===== PROVIDED PASSAGE

Project title
Salt extremophiles and future food crops
Collaborators and funding
Contact(s)
Vanessa Melino, University of Newcastle, vanessa.melino@newcastle.edu.au
Project description and aims
- Aim 1. Define and resolve the phylogenetic relationships of novel class of RNA-binding proteins across the plant kingdom and marine photosynthetic organisms. Planned Analysis 1. Collecting >2000 protein sequences across organisms, multiple sequence alignments and maximum likelihood calculations.
- Aim 2. Identify RNA-binding targets and common binding motifs for this novel class of RNA-binding proteins from salt extremophile when expressed in GM Arabidopsis and exposed to salt stress. Planned Analysis 2. RNA-immunoprecipitation to isolate and sequence RNA binding partners by RIP-seq and input RNA by RNA-seq. Quality control and adapter trimming of raw reads, alignment to reference, read counts and enrichment analysis. Differential expression analysis and GO ontology and functional annotation.
- Aim 3. Identify new gene targets and regulatory elements for unique salt tolerance mechanisms identified in wild extremophiles (Salicornia genus). Planned Analysis 3. Visualisation of RNA-seq and IsoSeq data on new reference genomes for six Salicornia species, improved annotation using Apollo version 3.
- Aim 4. Genome-wide association study of domestication traits across a genotyped population of a wild extremophile (Salicornia genus). Planned Analysis 4. Seed quality traits with equal distribution across the diploid Salicornia population used in GWAS testing for differences in allele frequency with different models. Bioinformatic visualization of SNPs across population as compared to the reference genome.

==========
===== EXERCISE DATA

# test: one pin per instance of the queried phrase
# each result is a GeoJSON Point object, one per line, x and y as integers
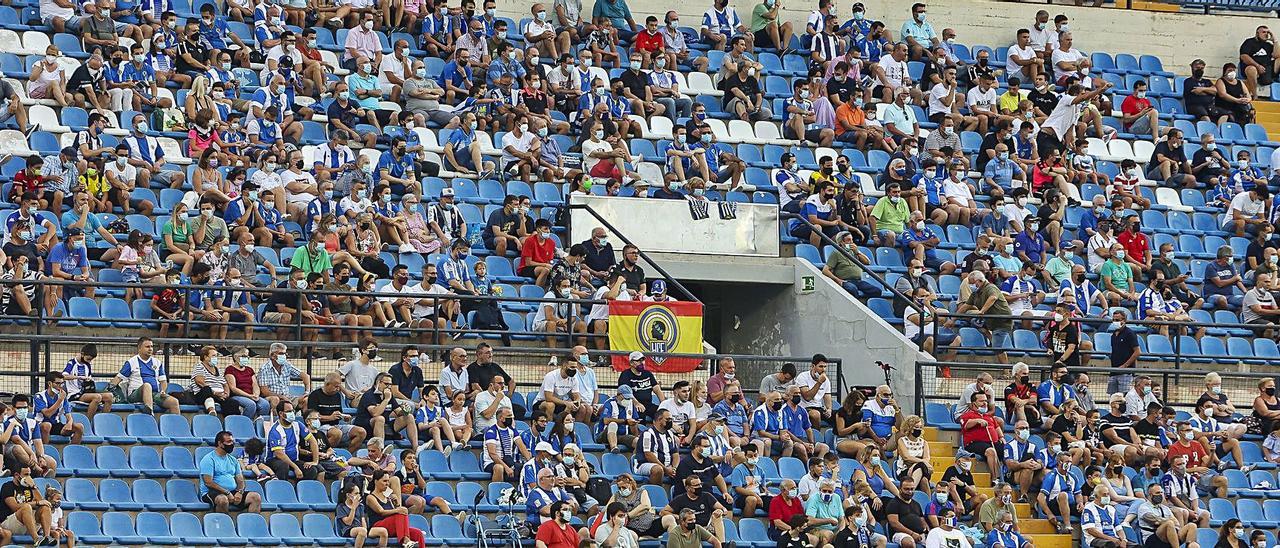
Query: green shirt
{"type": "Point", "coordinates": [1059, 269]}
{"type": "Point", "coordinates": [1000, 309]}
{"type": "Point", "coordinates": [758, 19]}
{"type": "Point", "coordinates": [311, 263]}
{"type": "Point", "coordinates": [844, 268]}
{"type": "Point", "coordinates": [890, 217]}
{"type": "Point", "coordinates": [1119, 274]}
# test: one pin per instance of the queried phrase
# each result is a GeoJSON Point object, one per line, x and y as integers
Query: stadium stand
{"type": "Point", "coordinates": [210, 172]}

==========
===== EXERCISE DATA

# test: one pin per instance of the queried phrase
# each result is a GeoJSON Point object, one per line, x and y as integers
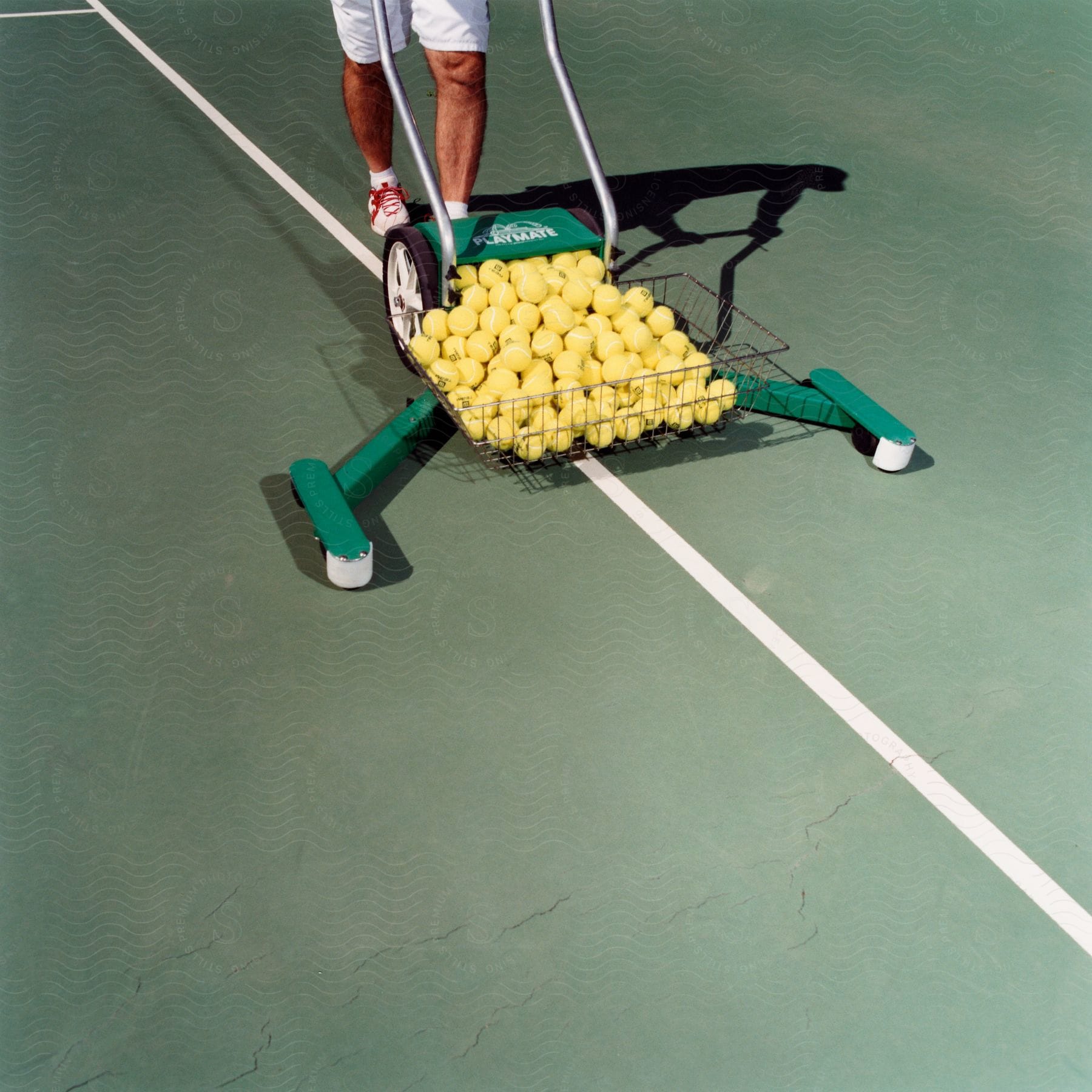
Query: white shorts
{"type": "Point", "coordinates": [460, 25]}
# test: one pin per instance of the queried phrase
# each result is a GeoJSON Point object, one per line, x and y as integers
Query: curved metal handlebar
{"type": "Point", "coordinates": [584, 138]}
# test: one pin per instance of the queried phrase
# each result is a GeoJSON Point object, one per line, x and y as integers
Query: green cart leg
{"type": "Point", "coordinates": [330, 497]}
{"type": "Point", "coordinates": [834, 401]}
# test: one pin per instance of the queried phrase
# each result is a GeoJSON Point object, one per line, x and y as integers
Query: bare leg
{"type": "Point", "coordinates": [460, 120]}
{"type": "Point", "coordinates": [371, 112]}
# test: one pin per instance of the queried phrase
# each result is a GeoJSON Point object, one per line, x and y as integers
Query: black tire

==========

Extend the project description on salt extremophiles and future food crops, picking up right after its final sentence.

Outcomes: This project will generate new knowledge on a unique salt tolerance mechanism enabling salt extremophiles to grow with salt water. Regulatory pathways will be identified bioinformatically and tested experimentally in a synthetic biology approach. ABLeS will also enable our team to use our extensive omic resources for better understanding of hpw the pathways are regulated forming the basis of a new sub-discipline in stress adaptation research. https://www.newcastle.edu.au/profile/vanessa-melino Research Aims 1 and 2. submitted for ARC DP26 and awaiting review.
How is ABLeS supporting this work?
Pawsey. Access to CPU mostly but at specific times to GPUs. Storage required for project duration. 3 expected users for 2025. Project duration 2025-2028.
Expected outputs enabled by participation in ABLeS
Outputs published in peer-reviewed journals. Data published on NCBI and/or Dryad database. Bioinformatic workflows published in GitHub.